*** EXTRACTED TEXT

# legal to bleed the fish out in the river ?



## yonderfishin (Apr 9, 2006)

I know you are not supposed to gut or clean fish at the river , but if you are gonna keep a steelie , is it legal to cut the gills and bleed them out in the river ? Ive never seen anything saying its illegal and dont know why it would be but thought Id try and find out so I dont take a chance on getting caught doing doing it if there was some crazy law out there about it that I havent seen yet.


----------



## Brian.Smith (May 18, 2006)

No there is no law stating you can not bleed your fish out in the rivers.


----------



## yonderfishin (Apr 9, 2006)

Thats good to know. As barbaric as some may think it is , bleeding the fish out in the cold water while its heart is still pumping is the best way to get most of the blood out and have better tasting fish , especially with trout.


----------



## FISHIN216 (Mar 18, 2009)

Better than beating them over the head with a rock

posted using Outdoor Hub Campfire


----------



## Fishman (Apr 5, 2004)

I always do and it seems more humane than letting them thrash around on a stringer.

******
*** SUPPLIED MATERIAL

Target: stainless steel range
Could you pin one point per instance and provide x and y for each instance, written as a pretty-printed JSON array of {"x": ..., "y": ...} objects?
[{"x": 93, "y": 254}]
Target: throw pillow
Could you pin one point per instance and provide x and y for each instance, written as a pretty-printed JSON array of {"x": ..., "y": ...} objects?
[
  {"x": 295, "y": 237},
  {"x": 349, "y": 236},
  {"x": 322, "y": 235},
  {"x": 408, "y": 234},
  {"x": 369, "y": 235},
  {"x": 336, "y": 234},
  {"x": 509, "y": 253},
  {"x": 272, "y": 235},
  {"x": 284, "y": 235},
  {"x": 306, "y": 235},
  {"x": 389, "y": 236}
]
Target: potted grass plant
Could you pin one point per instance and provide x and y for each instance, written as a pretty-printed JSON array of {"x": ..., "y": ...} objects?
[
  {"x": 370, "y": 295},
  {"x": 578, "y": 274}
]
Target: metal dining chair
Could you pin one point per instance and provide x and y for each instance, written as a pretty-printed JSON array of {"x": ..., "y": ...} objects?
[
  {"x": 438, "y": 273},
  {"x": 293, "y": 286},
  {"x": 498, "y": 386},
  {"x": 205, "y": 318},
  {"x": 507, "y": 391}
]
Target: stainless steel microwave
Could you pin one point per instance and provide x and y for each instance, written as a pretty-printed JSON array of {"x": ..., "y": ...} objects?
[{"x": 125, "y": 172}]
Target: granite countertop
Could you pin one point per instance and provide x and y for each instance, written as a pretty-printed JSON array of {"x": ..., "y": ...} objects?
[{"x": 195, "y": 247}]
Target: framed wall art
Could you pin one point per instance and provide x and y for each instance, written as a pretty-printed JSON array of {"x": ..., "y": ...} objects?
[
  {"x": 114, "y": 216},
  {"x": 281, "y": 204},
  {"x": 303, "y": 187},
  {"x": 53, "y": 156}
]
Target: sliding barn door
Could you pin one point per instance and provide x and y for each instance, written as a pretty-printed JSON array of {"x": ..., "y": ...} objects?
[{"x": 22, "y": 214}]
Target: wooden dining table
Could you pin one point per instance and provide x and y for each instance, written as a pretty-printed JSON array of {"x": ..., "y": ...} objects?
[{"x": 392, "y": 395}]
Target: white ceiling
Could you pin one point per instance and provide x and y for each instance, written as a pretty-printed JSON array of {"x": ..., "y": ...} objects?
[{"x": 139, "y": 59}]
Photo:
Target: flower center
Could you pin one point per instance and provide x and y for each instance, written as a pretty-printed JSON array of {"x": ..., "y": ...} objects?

******

WRITTEN TASKS ->
• A. Answer these questions about the thread on bleeding fish in the river:
(i) According to the opening post, what are you not supposed to do to fish at the river?
(ii) In the reply praising the practice, which kind of fish is named as especially benefiting?
(iii) What does the final post say bleeding the fish seems more humane than?
• B. Reproduce the passage of the thread on bleeding fish from "# legal to bleed" to "(May 18, 2006)".

RESPONSES IN ORDER ->
• A.
(i) Gut or clean them.
(ii) Trout.
(iii) Letting them thrash around on a stringer.

• B.
# legal to bleed the fish out in the river ?



## yonderfishin (Apr 9, 2006)

I know you are not supposed to gut or clean fish at the river , but if you are gonna keep a steelie , is it legal to cut the gills and bleed them out in the river ? Ive never seen anything saying its illegal and dont know why it would be but thought Id try and find out so I dont take a chance on getting caught doing doing it if there was some crazy law out there about it that I havent seen yet.


----------



## Brian.Smith (May 18, 2006)